● **WORK TO DO**
**1.** Translate this sentence from the Kent County health plan text below into Spanish: "Out-of-network visits are covered through deductibles and co-insurance."
**2.** In the Kent County health plan text below, how did the co-pay for an emergency room visit change in the 2009 plan?

----- DOCUMENT -----

It can be even more problematic, though, when employees are working on separate contracts that start and end in different time periods that may fall under different economic circumstances. Under this scenario, estimates for cost and coverage can’t just be made one year at a time.

Kent County Human Resources Director Don Clack has to make these decisions years in advance because the county negotiates with 13 bargaining units on three-year contracts while not knowing exactly where tax revenues will be in two years. So the plan he put together that was enacted for this year also had to be extended into 2011 for the seven labor groups with which his office is currently negotiating.

“What’s being voted on by our bargaining units as we go through negotiations is a three-year plan, which kind of tiers up. So (the 2009 plan) is just a start. I have bargaining units that have those changes (for 2010 and 2011) in place,” he said.

“I like to maintain the same blend of designs for everybody, which is kind of a challenge with 13 bargaining units. But that’s what we’re working on.”

Changes made to the 2009 plan from last year included a co-pay increase for in-network preventative care. The co-pay for an office visit went from $10 to $20, urgent care rose from $10 to $30, and a visit to the emergency room increased from $50 to $100. Out-of-network visits are covered through deductibles and co-insurance.

“What we’re trying to do through education and the co-pays is get people to drive to the most cost-effective treatment. That’s the goal. But, obviously, if it’s an emergency situation, you go to the ER. Actually, in our plan, if somebody is admitted after they go to the ER, that $100 is waived,” said Clack.

----- EXTRACTED INFORMATION -----

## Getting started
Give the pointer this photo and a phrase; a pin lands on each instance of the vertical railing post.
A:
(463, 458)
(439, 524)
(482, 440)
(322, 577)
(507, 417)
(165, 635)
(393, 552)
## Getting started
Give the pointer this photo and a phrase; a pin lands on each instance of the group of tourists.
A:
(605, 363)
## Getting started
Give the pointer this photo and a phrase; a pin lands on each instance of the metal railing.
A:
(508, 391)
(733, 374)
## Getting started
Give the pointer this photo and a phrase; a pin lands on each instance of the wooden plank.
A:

-----
----- EXTRACTED INFORMATION -----

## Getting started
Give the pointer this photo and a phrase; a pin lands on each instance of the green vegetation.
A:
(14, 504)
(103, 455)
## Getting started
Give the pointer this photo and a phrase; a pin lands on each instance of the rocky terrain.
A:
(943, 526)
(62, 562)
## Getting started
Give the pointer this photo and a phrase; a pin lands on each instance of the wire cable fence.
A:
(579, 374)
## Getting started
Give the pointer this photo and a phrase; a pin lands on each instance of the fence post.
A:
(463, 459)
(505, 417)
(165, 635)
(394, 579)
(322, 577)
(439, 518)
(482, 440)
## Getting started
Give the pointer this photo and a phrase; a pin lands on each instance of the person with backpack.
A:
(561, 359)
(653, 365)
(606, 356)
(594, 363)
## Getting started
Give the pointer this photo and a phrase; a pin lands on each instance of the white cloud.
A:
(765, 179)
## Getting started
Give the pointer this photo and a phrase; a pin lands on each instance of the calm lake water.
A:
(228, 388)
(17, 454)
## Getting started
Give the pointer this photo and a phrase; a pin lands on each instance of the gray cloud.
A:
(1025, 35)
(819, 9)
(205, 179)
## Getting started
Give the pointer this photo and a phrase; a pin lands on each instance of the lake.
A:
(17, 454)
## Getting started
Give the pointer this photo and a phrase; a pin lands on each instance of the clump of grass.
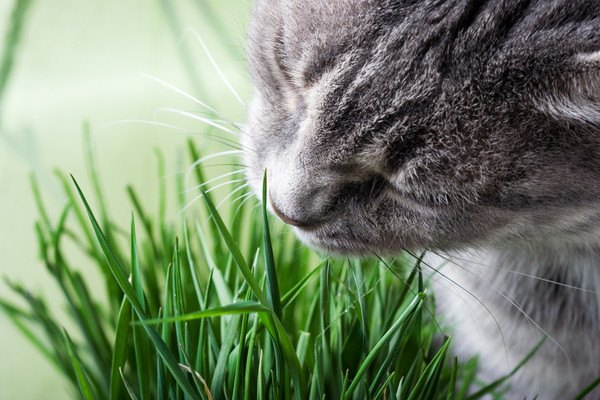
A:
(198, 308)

-----

● **RESULTS OF THE TASKS**
**1.** Las visitas fuera de la red se cubren mediante deducibles y coseguro.

**2.** It increased from $50 to $100.